DATASET EXTRACT:

====

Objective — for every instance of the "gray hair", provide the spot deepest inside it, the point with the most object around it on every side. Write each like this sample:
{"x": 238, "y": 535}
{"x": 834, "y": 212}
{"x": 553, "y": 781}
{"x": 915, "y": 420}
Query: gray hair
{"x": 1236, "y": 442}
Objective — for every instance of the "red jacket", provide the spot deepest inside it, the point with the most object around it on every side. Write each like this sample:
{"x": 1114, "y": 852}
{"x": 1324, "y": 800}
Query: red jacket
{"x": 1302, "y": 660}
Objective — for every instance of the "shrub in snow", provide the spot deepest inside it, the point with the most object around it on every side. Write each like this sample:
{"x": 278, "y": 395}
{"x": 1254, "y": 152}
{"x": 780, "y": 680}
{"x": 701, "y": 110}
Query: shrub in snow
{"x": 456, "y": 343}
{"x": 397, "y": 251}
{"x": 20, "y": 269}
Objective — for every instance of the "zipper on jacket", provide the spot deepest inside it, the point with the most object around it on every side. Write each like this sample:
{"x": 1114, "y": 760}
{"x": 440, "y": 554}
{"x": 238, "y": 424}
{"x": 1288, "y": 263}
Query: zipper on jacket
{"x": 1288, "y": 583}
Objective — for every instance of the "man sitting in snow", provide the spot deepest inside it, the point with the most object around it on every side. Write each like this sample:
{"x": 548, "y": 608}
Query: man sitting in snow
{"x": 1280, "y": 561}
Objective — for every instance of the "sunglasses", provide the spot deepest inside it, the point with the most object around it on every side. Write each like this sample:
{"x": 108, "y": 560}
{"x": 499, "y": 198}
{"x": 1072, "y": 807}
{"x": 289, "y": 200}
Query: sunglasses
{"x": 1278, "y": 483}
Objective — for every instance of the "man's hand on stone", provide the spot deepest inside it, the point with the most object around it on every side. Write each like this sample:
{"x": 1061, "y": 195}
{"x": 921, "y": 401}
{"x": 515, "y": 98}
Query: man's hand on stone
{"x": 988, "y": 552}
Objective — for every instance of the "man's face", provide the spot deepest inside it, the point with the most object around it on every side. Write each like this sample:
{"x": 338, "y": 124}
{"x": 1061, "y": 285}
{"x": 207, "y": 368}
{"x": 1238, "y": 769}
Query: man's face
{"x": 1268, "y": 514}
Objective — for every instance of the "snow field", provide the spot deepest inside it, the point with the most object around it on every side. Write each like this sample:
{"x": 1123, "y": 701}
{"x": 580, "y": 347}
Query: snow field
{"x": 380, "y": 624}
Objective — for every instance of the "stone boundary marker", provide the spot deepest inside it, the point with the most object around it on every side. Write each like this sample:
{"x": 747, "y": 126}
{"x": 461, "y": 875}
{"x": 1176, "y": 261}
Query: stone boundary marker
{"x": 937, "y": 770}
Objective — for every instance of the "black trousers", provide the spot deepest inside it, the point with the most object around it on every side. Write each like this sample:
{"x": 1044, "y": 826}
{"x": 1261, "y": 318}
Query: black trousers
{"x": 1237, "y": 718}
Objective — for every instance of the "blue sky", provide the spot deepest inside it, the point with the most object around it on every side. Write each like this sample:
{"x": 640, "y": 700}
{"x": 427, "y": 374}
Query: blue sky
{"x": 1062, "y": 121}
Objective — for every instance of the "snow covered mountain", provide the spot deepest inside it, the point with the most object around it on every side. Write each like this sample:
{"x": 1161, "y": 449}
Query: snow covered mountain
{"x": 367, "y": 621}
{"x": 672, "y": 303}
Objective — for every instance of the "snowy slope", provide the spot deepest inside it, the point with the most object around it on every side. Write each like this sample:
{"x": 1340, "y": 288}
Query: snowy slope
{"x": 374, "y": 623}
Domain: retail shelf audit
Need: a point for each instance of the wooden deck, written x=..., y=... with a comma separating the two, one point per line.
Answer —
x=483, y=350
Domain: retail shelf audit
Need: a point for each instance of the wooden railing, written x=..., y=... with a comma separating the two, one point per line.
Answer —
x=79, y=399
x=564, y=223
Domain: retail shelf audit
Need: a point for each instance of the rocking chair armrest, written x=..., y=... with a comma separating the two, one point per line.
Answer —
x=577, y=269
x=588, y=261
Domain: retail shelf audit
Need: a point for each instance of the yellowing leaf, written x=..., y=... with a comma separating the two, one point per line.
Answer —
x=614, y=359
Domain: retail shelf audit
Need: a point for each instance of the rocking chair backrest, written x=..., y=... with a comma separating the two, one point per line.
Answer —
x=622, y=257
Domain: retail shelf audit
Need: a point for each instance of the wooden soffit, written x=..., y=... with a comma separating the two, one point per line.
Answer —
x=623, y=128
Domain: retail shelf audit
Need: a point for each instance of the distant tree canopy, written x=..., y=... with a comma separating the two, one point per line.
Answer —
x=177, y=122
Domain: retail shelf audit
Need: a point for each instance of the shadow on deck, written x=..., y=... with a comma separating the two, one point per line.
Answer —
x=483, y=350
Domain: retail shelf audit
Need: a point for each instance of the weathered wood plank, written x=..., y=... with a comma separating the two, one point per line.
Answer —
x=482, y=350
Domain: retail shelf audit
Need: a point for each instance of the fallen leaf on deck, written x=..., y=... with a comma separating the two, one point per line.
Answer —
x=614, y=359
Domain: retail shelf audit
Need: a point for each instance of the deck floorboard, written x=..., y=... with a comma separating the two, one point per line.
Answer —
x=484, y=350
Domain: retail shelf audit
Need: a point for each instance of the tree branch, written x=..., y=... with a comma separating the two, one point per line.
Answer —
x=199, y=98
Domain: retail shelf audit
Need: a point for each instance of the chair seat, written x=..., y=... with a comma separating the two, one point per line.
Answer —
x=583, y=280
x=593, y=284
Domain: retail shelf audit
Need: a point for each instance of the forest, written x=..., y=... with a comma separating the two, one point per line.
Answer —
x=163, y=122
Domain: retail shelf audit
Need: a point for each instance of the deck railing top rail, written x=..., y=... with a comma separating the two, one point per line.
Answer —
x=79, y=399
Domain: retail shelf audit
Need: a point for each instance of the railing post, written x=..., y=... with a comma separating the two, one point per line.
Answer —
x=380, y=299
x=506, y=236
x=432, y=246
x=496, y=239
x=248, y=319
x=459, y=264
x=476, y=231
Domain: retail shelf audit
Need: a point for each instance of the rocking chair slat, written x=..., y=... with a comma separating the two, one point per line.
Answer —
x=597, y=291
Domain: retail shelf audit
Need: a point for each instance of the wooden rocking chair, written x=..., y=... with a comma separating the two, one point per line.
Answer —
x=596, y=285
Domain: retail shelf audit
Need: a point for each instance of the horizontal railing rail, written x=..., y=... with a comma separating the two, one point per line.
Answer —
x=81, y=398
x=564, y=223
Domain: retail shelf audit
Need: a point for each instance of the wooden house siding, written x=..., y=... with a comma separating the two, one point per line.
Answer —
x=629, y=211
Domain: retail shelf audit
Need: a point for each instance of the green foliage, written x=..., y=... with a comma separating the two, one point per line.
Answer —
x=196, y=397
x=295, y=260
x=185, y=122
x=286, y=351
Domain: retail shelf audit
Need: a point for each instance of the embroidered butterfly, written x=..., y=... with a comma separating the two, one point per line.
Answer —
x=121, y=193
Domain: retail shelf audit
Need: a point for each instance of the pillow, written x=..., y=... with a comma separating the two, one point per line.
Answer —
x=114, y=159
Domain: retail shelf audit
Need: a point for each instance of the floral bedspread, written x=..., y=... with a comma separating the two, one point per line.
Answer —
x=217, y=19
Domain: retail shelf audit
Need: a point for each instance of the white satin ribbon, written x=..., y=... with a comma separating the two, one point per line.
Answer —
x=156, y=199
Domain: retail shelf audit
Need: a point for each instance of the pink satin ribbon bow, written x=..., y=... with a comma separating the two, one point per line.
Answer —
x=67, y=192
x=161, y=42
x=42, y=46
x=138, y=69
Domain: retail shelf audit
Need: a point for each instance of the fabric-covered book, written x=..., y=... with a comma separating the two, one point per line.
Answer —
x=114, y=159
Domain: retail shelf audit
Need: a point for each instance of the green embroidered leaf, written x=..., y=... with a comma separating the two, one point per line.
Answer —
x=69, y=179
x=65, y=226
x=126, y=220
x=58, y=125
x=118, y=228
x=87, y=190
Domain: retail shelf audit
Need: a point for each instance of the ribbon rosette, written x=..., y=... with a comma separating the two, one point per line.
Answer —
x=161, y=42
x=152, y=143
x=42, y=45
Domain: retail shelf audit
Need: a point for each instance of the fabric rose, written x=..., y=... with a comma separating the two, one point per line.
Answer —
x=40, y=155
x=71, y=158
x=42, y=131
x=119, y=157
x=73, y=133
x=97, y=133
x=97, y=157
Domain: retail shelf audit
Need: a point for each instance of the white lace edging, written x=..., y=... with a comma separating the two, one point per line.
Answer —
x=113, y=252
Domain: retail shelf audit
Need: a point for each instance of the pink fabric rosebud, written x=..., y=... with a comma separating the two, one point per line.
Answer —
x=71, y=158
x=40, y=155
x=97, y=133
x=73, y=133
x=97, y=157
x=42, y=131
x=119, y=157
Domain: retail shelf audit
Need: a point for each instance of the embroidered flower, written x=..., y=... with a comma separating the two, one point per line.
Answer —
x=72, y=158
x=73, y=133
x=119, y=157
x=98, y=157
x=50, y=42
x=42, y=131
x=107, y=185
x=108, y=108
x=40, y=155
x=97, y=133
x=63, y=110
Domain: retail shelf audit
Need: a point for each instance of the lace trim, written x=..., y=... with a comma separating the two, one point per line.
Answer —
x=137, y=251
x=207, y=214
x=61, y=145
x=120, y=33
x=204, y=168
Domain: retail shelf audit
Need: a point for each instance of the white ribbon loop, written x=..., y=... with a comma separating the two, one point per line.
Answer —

====

YOUR INSTRUCTIONS:
Search the lines above for the string "fabric", then show every one that has it.

ANSWER TO THIS EXERCISE:
Need: a point for each instance of the fabric-covered book, written x=..., y=... with a comma separating the two, one point per line.
Need: a point for each instance of the fabric rose, written x=..., y=... with a comma separating the two, one point per line.
Need: a point for each instance of the pink fabric rosebud, written x=..., y=... with a comma separating the two, one point per line.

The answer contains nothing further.